→ **WORK TASK**:
The required output is every record, reproduced exactly.

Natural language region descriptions
○ ○ ○ ○ ○

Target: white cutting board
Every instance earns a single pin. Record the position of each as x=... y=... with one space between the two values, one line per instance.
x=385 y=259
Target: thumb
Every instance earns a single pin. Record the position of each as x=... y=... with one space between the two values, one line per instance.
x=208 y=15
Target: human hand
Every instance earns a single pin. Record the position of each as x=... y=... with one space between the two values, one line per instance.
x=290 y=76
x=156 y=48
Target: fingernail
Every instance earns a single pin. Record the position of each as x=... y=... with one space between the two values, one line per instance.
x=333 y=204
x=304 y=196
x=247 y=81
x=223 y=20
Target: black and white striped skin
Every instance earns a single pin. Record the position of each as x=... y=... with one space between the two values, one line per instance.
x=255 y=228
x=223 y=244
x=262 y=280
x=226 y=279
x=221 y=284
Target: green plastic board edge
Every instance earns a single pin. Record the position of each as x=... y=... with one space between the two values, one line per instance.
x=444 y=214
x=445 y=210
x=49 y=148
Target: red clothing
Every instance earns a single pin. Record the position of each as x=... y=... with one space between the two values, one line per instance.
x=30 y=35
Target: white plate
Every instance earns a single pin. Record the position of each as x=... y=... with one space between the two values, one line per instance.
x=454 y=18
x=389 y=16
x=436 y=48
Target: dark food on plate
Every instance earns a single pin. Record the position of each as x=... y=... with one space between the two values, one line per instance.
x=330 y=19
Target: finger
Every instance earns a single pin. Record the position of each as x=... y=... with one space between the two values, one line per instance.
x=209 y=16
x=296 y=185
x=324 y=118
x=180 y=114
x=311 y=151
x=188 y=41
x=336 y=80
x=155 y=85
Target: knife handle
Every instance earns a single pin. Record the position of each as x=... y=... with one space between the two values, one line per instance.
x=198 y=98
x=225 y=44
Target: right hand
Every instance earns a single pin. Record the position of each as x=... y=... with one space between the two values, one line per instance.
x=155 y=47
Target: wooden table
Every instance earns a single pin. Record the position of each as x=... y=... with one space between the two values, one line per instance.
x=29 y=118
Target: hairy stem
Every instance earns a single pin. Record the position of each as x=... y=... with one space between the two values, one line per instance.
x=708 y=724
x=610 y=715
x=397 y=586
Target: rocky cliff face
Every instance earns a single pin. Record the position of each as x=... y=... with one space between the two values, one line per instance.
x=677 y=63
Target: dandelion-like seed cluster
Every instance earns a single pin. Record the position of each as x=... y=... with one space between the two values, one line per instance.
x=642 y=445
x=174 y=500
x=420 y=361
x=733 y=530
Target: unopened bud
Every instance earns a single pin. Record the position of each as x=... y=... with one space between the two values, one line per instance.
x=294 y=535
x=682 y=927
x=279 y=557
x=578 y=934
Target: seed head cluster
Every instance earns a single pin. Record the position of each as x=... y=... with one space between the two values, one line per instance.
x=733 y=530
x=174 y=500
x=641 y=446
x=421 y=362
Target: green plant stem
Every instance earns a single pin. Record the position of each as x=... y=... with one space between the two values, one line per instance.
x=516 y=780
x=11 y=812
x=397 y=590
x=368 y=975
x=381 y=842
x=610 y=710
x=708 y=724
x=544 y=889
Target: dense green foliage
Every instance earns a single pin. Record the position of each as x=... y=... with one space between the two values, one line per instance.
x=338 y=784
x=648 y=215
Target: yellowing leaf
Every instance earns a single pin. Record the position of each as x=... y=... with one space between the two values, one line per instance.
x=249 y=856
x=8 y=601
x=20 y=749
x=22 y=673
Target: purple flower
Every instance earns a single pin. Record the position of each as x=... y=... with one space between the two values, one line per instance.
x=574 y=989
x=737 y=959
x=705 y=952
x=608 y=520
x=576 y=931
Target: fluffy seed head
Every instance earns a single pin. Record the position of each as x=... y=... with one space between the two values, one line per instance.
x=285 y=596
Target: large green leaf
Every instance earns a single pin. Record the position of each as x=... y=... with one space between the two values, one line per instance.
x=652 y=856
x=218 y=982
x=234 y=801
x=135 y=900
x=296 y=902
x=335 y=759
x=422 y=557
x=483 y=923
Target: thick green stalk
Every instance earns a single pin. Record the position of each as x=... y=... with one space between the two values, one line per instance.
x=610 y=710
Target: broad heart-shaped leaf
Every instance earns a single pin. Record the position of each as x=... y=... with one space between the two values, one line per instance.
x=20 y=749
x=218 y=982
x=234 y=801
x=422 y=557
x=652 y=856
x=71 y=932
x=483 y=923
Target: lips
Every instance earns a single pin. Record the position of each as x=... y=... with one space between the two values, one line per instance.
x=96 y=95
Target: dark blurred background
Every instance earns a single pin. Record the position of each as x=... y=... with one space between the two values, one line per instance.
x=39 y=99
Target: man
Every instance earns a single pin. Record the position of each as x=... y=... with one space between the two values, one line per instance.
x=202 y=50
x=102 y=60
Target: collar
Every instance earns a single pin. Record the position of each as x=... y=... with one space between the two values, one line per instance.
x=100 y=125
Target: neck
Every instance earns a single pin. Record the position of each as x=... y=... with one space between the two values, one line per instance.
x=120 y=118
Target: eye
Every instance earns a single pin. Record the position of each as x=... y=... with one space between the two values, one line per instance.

○ ○ ○ ○ ○

→ **FINISHED TASK**:
Target: white cutting board
Every instance earns a single pin. Record the position of each as x=... y=... with one space between the two values, one line per instance.
x=385 y=259
Target: thumb
Every instance earns a single pin. Record the position of each as x=... y=... with one space between the two values, one line per instance.
x=208 y=15
Target: human hand
Every instance earns a single pin. Record the position of each as x=... y=... with one space between the two values, one line per instance.
x=290 y=76
x=156 y=48
Target: fingernail
Every instance earns a single pin. Record the position of each as x=... y=... with one space between the two values, one line per instance.
x=333 y=204
x=304 y=196
x=247 y=81
x=223 y=20
Target: black and white striped skin
Every instance earns a single pin. Record the position of each as x=... y=... with one space between the two values, one line per instance.
x=255 y=228
x=223 y=244
x=262 y=280
x=226 y=279
x=221 y=284
Target: green plastic board edge
Every instance earns a single pin. Record the position of each as x=... y=... with one space between the two values, one line per instance.
x=444 y=214
x=445 y=210
x=49 y=148
Target: red clothing
Every instance earns a single pin. Record the position of each as x=... y=... with one space between the two values, one line per instance.
x=30 y=35
Target: white plate
Every instance earns a single pin. Record the position of each as x=... y=... with one space between the two values, one line per instance.
x=454 y=18
x=389 y=16
x=436 y=48
Target: dark food on plate
Every instance earns a single pin. Record the position of each as x=... y=... with one space between the two values, one line per instance.
x=330 y=19
Target: finger
Every instance earns a single pin. Record the position of each as x=... y=... with one space between the two values, one line per instance.
x=209 y=16
x=296 y=185
x=324 y=118
x=180 y=114
x=311 y=151
x=188 y=41
x=336 y=80
x=155 y=85
Target: knife handle
Every instance earns a single pin. Record the position of each as x=... y=... with one space between the two values, one line per instance.
x=198 y=98
x=225 y=44
Target: right hand
Every instance earns a single pin. Record the position of each as x=... y=... with one space between the two values, one line per instance.
x=155 y=47
Target: wooden table
Every instance earns a single pin. Record the position of each as x=... y=... with one space between the two values, one line per instance.
x=29 y=118
Target: hairy stem
Every instance earns a single pin. Record the position of each as x=... y=... with one space between the two values, one line per instance.
x=708 y=724
x=610 y=715
x=397 y=586
Target: rocky cliff face
Every instance earns a single pin. Record the position of each as x=... y=... with one space between the two values, one line per instance.
x=677 y=63
Target: dandelion-like seed cluster
Every instance earns a single pin. Record the position of each as x=... y=... with one space between the two values, one line per instance.
x=642 y=445
x=174 y=500
x=420 y=361
x=733 y=530
Target: unopened bud
Every instance earns a single pin. Record the position of each as x=... y=... with one space between the two values, one line per instance.
x=294 y=535
x=682 y=927
x=279 y=557
x=578 y=934
Target: seed head cluster
Every instance earns a single pin. Record the position of each as x=... y=... with one space between the two values, one line per instance.
x=733 y=530
x=174 y=500
x=641 y=446
x=421 y=362
Target: green plant stem
Every instance earns a single pin. Record the position of each as x=... y=... with one space between the two values, one line per instance.
x=516 y=780
x=11 y=812
x=397 y=590
x=368 y=975
x=381 y=842
x=610 y=710
x=708 y=724
x=544 y=889
Target: dense green foliage
Every instance earns a single pin. Record the position of each as x=... y=... with one space between the two values, one line per instance.
x=338 y=784
x=648 y=215
Target: yellowing leaf
Every instance earns a single pin. Record the position of each as x=... y=... with one space between the two values, one line per instance.
x=249 y=856
x=8 y=601
x=20 y=749
x=22 y=673
Target: purple flower
Every instance earns a single pin. Record the position of each as x=... y=... with one space between the two values, one line per instance.
x=574 y=989
x=737 y=959
x=705 y=952
x=608 y=520
x=576 y=931
Target: fluffy seed head
Every instance earns a single pin. Record the position of each as x=... y=... with one space between the two values, one line per instance.
x=285 y=596
Target: large green leaf
Every instance earns a single pin. Record the position of each as x=... y=... with one space between the two values, one line per instance.
x=652 y=856
x=218 y=982
x=234 y=801
x=135 y=900
x=296 y=902
x=335 y=759
x=422 y=557
x=483 y=923
Target: thick green stalk
Every instance earns a single pin. Record the position of each as x=... y=... with one space between the two values, one line per instance.
x=610 y=710
Target: broad heart-shaped leaf
Every instance earns a single pin. Record the position of each as x=... y=... with one space between the two values, one line per instance.
x=20 y=749
x=218 y=982
x=234 y=801
x=422 y=557
x=652 y=856
x=71 y=932
x=483 y=923
Target: lips
Every instance earns a single pin. Record the position of each as x=... y=... with one space between the two values, one line per instance.
x=96 y=95
Target: dark blurred background
Every instance earns a single pin. Record the position of each as x=... y=... with one space between the two values, one line per instance.
x=39 y=99
Target: man
Every instance earns a single pin. Record the position of each as x=... y=... with one space between the two values, one line per instance.
x=202 y=50
x=102 y=60
Target: collar
Every instance earns a single pin. Record the position of each as x=... y=... with one space between the two values, one line per instance.
x=100 y=125
Target: neck
Every instance earns a single pin. Record the position of each as x=... y=... with one space between the two values, one line per instance.
x=120 y=118
Target: eye
Every instance earns a single pin. Record the position of each as x=... y=... with one space between the two values, one line per instance.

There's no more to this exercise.